Copy the records below exactly as they are written.

— start of Material —

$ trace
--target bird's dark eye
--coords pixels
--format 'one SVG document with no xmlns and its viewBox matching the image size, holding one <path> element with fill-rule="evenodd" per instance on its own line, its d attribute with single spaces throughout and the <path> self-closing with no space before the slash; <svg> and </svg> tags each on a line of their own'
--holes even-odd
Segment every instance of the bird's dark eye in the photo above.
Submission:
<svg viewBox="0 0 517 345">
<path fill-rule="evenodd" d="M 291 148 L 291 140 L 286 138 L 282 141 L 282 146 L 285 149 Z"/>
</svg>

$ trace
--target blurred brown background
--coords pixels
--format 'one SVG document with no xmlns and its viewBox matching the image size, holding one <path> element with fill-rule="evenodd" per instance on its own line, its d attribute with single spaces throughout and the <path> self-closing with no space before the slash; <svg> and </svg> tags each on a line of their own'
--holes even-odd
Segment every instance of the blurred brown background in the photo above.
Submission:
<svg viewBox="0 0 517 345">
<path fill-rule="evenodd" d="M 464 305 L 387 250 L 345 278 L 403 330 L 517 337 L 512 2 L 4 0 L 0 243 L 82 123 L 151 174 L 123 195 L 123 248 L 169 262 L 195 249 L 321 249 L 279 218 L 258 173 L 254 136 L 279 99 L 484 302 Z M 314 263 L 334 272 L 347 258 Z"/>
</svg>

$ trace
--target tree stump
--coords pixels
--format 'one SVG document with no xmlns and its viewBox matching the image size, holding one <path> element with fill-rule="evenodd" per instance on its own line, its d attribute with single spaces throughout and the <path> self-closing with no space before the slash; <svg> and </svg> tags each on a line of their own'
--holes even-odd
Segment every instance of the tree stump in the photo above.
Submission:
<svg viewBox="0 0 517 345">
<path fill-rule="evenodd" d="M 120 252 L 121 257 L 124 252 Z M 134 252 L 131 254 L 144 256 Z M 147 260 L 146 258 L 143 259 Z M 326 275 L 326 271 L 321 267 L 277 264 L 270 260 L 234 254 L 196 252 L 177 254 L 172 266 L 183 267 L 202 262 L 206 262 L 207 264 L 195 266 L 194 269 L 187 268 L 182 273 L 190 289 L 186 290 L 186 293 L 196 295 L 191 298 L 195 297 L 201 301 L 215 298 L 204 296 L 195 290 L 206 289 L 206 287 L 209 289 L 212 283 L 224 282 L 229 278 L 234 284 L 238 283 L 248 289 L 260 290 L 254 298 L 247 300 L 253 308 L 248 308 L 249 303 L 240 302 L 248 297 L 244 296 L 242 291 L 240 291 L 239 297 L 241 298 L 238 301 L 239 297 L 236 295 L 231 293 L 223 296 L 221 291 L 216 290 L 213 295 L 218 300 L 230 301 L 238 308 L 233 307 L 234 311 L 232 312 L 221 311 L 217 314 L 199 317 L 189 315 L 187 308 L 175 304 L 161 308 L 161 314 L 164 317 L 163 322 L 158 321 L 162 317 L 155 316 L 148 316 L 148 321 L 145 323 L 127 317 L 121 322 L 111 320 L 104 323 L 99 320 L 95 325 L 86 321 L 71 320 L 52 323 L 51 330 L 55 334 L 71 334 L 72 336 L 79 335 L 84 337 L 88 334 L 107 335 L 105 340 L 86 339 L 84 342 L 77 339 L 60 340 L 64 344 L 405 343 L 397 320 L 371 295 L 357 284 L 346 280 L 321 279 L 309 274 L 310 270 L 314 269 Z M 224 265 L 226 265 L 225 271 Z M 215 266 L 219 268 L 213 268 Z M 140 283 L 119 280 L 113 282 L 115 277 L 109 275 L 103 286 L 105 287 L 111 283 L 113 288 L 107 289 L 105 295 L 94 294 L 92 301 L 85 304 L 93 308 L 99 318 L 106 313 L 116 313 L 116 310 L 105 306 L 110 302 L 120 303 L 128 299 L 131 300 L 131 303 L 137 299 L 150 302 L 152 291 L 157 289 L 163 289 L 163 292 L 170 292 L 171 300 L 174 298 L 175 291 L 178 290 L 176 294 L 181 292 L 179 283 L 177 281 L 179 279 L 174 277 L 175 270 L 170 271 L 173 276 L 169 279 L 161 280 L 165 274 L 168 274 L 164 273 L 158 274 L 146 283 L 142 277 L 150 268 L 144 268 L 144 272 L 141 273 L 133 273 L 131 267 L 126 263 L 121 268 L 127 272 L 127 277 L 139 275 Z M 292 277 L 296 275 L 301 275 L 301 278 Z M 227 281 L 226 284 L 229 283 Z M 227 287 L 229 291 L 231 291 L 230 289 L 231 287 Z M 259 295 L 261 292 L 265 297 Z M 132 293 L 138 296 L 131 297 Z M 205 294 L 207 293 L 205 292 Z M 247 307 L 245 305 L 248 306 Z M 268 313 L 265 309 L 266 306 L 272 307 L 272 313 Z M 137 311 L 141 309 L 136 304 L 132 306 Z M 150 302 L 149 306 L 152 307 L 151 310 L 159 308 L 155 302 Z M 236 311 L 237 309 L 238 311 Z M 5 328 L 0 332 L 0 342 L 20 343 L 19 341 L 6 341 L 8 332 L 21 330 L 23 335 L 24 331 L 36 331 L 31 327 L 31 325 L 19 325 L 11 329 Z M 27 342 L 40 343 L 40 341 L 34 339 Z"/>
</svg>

— end of Material —

= Task output =
$ trace
--target bird's dark eye
--coords pixels
--format 'one SVG document with no xmlns and its viewBox matching the image size, holding one <path> element with fill-rule="evenodd" per instance on its own line, its d attribute with single spaces throughout and the <path> self-closing with no space before the slash; <svg> and </svg> tags each on a line of their own'
--holes even-odd
Segment every instance of the bird's dark eye in the photo above.
Submission:
<svg viewBox="0 0 517 345">
<path fill-rule="evenodd" d="M 291 148 L 291 140 L 286 138 L 282 141 L 282 146 L 285 149 Z"/>
</svg>

$ trace
--target blurred brown background
--coords pixels
--format 'one SVG document with no xmlns and its viewBox matching the image size, holding one <path> element with fill-rule="evenodd" per instance on its own line, its d attribute with single spaces throughout and the <path> self-closing with no space before the slash; <svg> and </svg> tags each on a line of their own'
--holes even-odd
Segment every instance of the blurred brown background in the photo above.
Submission:
<svg viewBox="0 0 517 345">
<path fill-rule="evenodd" d="M 464 305 L 387 250 L 345 278 L 403 330 L 517 337 L 512 2 L 4 0 L 0 243 L 82 123 L 151 174 L 123 195 L 123 248 L 169 262 L 195 249 L 321 249 L 279 218 L 258 173 L 254 136 L 279 99 L 484 302 Z M 314 263 L 334 272 L 347 258 Z"/>
</svg>

$ trace
--target tree stump
--coords pixels
--format 'one SVG document with no xmlns and its viewBox matching the image size, holding one <path> element with fill-rule="evenodd" per instance on its own line, its d attribute with single spaces throughout and the <path> self-closing with no space before the slash; <svg> and </svg> tags each on a line of their own'
--holes even-odd
Segment every instance of the tree stump in the photo above.
Submission:
<svg viewBox="0 0 517 345">
<path fill-rule="evenodd" d="M 120 252 L 121 257 L 124 252 Z M 134 252 L 131 254 L 144 256 Z M 147 260 L 146 258 L 143 259 Z M 326 275 L 326 271 L 321 267 L 277 264 L 270 260 L 234 254 L 196 252 L 177 254 L 172 266 L 183 267 L 202 262 L 206 262 L 207 264 L 195 266 L 194 269 L 187 268 L 182 273 L 190 289 L 186 290 L 186 293 L 196 295 L 191 298 L 195 297 L 201 301 L 215 298 L 204 296 L 195 290 L 206 289 L 206 287 L 209 289 L 212 283 L 224 282 L 229 278 L 234 284 L 238 283 L 248 289 L 260 290 L 254 298 L 247 300 L 253 308 L 248 308 L 249 303 L 240 302 L 248 297 L 244 296 L 242 291 L 240 291 L 239 297 L 241 298 L 238 301 L 239 297 L 236 295 L 231 293 L 223 296 L 221 291 L 216 290 L 213 295 L 218 300 L 230 301 L 238 308 L 233 307 L 234 311 L 232 312 L 221 311 L 217 314 L 199 317 L 189 315 L 187 308 L 175 304 L 161 308 L 161 314 L 164 317 L 163 322 L 158 321 L 162 317 L 155 316 L 148 316 L 148 321 L 145 323 L 127 317 L 121 322 L 111 320 L 104 323 L 99 320 L 95 325 L 86 321 L 71 320 L 52 323 L 51 330 L 55 334 L 71 334 L 72 336 L 79 335 L 84 337 L 88 334 L 107 335 L 105 340 L 86 339 L 84 342 L 77 339 L 60 340 L 64 344 L 405 343 L 397 320 L 371 295 L 357 284 L 346 280 L 321 279 L 309 274 L 310 270 L 314 269 Z M 224 265 L 226 265 L 225 271 Z M 215 266 L 219 268 L 213 268 Z M 140 283 L 119 280 L 113 282 L 115 277 L 109 275 L 103 286 L 105 287 L 111 283 L 113 288 L 107 289 L 105 295 L 94 294 L 92 301 L 85 304 L 93 308 L 99 318 L 106 313 L 116 313 L 116 310 L 105 306 L 110 302 L 120 303 L 128 299 L 131 300 L 131 303 L 137 299 L 150 302 L 152 291 L 157 289 L 163 289 L 163 292 L 170 292 L 171 300 L 174 298 L 175 291 L 178 290 L 176 294 L 181 292 L 179 283 L 177 281 L 179 279 L 174 277 L 175 270 L 170 271 L 173 276 L 169 279 L 161 280 L 165 274 L 168 274 L 164 273 L 158 274 L 146 283 L 142 277 L 150 268 L 144 268 L 144 272 L 141 273 L 133 273 L 131 267 L 126 263 L 121 268 L 127 272 L 127 277 L 139 275 Z M 292 277 L 296 275 L 301 275 L 301 278 Z M 227 281 L 226 284 L 229 283 Z M 227 287 L 229 291 L 231 291 L 230 289 L 231 287 Z M 259 295 L 261 292 L 265 297 Z M 132 293 L 138 296 L 131 297 Z M 205 294 L 207 293 L 205 292 Z M 247 307 L 245 305 L 248 306 Z M 268 313 L 265 309 L 266 306 L 272 307 L 272 313 Z M 137 311 L 141 309 L 136 304 L 132 306 Z M 150 302 L 149 306 L 152 307 L 151 310 L 159 308 L 155 302 Z M 236 311 L 237 309 L 238 311 Z M 5 328 L 0 332 L 0 342 L 20 343 L 19 341 L 6 341 L 8 332 L 21 330 L 23 335 L 24 331 L 36 331 L 31 327 L 31 325 L 19 325 L 11 329 Z M 27 342 L 40 343 L 40 341 L 34 339 Z"/>
</svg>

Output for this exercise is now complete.